====== DATASET RECORDS

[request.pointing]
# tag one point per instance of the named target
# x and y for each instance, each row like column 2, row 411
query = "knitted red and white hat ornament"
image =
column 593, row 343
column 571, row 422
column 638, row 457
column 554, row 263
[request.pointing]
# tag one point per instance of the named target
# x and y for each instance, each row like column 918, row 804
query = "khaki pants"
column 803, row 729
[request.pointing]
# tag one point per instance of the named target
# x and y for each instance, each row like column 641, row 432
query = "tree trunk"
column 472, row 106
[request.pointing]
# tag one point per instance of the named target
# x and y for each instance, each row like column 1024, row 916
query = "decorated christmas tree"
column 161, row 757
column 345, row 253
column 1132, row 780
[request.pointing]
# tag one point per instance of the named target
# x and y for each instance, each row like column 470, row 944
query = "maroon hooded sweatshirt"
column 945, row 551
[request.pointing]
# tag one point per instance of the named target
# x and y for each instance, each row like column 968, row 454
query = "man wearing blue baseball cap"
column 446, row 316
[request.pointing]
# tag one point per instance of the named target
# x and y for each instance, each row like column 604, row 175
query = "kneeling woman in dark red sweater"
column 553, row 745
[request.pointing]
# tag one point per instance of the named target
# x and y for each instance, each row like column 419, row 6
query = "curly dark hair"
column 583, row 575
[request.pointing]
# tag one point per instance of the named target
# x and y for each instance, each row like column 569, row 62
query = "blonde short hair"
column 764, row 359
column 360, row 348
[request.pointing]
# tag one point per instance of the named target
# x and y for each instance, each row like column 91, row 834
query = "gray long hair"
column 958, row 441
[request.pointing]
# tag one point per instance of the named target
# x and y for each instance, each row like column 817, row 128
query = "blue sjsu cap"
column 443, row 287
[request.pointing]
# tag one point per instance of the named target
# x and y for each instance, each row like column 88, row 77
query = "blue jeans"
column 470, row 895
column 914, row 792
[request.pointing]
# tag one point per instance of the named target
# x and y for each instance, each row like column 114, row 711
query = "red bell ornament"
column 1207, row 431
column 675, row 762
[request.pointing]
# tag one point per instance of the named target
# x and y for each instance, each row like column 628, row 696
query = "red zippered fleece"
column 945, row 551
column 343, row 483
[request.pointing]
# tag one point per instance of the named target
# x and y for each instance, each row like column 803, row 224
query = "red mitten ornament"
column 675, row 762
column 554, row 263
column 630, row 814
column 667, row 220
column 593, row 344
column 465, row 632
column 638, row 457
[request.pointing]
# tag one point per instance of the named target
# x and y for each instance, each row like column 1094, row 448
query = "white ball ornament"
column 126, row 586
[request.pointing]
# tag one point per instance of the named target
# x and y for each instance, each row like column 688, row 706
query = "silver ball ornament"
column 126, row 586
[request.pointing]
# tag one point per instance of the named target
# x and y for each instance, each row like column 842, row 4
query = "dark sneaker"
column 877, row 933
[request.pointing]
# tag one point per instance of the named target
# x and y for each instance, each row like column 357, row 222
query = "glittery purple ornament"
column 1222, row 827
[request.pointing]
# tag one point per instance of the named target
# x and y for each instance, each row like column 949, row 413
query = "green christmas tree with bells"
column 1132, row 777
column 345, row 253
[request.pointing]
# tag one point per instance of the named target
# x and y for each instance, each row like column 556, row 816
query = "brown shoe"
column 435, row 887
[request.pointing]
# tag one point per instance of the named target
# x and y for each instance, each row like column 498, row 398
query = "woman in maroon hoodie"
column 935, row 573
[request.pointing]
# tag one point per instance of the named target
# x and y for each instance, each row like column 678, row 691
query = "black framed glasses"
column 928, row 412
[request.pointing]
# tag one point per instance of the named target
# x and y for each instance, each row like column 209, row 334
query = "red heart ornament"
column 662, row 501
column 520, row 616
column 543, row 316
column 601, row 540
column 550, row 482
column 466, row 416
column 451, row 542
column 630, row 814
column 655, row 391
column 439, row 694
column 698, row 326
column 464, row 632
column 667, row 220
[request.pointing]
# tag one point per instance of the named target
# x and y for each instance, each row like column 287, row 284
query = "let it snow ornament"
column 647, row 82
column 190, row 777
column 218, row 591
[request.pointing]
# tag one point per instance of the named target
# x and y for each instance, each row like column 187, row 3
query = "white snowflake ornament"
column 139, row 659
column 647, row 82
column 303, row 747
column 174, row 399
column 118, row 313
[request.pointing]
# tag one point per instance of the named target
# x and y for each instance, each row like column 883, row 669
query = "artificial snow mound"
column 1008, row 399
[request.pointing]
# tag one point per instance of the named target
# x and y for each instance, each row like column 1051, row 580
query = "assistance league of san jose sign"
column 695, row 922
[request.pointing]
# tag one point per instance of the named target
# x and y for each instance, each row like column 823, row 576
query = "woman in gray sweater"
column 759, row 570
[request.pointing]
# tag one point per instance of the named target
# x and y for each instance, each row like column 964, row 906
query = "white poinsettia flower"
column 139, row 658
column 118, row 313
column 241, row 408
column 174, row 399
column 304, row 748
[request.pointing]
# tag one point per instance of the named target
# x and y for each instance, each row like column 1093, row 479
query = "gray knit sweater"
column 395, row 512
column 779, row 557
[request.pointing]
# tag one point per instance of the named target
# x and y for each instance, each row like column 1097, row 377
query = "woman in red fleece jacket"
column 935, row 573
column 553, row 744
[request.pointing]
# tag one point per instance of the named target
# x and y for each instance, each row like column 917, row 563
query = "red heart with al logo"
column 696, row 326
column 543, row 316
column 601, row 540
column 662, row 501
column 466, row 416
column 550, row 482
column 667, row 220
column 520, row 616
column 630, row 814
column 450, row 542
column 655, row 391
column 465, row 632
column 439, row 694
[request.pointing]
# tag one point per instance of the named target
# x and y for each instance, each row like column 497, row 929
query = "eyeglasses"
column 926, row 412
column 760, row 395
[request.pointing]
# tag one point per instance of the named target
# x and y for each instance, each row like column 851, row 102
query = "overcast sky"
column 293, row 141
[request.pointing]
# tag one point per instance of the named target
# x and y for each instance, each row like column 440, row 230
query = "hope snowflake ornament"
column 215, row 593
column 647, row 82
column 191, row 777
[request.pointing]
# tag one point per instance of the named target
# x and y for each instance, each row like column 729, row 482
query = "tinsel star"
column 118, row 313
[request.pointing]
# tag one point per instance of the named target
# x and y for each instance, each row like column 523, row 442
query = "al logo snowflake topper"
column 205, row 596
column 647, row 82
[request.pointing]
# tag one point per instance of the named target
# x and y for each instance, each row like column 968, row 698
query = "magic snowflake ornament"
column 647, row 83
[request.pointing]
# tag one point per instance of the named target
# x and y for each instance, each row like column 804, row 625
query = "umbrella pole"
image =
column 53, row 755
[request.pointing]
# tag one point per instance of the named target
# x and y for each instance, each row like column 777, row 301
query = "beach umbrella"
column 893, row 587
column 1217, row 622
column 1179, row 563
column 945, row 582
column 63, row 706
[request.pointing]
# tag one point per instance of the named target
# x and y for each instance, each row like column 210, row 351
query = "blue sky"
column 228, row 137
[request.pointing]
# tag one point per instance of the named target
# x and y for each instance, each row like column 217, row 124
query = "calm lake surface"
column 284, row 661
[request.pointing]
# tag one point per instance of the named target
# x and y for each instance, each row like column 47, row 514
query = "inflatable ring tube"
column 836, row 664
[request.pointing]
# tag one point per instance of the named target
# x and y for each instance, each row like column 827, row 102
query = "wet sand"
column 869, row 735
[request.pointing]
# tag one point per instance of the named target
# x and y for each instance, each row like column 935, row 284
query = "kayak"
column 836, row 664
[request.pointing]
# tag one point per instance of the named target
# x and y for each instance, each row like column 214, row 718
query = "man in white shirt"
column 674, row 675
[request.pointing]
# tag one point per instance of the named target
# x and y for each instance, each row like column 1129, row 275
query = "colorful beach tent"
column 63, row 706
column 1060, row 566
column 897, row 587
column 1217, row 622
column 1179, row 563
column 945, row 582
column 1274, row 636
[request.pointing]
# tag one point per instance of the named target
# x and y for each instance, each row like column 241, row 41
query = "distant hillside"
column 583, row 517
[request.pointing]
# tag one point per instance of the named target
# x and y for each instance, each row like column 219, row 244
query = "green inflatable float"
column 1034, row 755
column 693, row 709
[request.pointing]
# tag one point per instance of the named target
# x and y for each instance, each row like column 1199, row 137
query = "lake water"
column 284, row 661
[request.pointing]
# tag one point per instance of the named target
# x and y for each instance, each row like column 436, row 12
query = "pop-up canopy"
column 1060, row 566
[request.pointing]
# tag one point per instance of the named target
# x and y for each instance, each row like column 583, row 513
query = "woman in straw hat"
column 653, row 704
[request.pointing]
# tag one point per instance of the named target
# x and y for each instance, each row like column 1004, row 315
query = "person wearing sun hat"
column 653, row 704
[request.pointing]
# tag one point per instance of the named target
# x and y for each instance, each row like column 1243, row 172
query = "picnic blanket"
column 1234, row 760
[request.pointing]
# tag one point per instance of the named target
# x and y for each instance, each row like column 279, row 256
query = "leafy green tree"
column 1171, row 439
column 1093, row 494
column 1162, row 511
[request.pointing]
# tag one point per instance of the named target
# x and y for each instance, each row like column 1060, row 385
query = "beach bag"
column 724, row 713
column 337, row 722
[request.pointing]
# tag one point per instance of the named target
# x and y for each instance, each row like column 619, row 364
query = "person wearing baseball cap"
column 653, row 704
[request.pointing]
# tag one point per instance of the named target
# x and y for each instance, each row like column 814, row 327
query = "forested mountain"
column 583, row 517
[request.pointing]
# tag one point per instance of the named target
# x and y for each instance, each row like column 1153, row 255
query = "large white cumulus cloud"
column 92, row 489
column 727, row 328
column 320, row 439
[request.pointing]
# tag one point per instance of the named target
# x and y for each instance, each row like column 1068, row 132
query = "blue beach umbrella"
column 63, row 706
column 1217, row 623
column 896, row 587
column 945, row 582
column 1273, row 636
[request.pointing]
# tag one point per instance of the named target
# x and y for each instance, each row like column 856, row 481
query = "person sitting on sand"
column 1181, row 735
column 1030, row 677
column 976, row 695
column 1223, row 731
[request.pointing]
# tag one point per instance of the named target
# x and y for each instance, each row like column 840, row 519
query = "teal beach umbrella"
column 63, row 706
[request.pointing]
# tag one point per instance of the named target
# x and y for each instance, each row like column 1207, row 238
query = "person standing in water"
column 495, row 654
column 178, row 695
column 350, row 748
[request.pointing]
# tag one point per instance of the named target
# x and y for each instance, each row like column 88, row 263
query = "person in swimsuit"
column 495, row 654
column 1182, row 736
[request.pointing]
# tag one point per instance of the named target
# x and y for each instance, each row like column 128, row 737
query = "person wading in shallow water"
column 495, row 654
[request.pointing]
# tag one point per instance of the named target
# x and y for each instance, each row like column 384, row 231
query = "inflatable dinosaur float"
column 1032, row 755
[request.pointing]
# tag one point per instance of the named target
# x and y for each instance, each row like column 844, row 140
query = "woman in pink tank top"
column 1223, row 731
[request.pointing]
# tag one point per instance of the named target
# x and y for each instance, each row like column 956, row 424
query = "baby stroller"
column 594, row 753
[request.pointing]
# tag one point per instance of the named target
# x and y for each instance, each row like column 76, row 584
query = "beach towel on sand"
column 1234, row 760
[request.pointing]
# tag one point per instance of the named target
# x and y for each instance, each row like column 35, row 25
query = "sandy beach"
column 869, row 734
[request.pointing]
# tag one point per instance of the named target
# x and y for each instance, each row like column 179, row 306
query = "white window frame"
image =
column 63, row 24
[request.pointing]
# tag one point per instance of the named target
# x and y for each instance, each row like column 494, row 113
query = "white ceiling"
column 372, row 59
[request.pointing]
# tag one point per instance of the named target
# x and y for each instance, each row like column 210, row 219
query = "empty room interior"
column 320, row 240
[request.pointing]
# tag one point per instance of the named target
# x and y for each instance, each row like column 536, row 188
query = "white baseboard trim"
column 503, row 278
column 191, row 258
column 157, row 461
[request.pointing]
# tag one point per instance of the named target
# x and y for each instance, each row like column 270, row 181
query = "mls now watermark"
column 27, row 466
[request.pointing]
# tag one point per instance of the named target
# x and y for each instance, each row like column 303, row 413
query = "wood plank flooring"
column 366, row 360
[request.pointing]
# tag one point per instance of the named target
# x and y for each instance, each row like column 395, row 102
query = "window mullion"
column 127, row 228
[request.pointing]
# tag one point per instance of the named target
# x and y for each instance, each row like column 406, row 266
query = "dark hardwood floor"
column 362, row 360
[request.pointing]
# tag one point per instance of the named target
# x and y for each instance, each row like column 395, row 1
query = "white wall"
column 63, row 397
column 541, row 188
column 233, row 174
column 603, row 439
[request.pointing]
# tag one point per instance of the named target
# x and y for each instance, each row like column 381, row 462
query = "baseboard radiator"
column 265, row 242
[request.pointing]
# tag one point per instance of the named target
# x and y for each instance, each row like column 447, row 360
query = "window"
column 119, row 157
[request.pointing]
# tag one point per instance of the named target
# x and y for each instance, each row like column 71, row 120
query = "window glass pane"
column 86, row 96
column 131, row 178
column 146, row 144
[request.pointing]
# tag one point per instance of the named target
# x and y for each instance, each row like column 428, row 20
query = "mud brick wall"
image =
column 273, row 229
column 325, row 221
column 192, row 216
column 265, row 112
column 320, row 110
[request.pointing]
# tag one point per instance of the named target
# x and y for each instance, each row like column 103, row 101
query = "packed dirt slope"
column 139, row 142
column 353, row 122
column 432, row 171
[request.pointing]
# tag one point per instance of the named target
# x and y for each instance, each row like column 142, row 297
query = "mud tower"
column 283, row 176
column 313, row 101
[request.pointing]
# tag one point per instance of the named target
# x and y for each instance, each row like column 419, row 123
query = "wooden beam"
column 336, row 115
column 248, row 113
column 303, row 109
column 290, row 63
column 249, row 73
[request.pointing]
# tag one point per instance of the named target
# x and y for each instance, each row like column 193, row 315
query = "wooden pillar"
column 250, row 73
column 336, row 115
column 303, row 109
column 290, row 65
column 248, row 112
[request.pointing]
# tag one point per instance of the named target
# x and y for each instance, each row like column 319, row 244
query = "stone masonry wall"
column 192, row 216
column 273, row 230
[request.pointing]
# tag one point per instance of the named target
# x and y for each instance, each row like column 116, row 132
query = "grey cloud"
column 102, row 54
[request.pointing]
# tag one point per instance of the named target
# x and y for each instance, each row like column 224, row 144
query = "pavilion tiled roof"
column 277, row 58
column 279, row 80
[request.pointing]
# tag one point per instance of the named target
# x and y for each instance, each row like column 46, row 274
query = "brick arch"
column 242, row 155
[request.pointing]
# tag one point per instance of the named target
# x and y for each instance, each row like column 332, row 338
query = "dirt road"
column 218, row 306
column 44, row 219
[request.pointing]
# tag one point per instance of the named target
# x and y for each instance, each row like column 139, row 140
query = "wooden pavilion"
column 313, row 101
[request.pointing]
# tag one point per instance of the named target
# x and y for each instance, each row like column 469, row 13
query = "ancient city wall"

============

> [WHAT TO WORK ON] List each line in the data above that contains the string "with". Treat uppercase and lowercase letters as different.

> [TASK RESPONSE]
query = "green christmas tree with bells"
query = "red heart with al logo"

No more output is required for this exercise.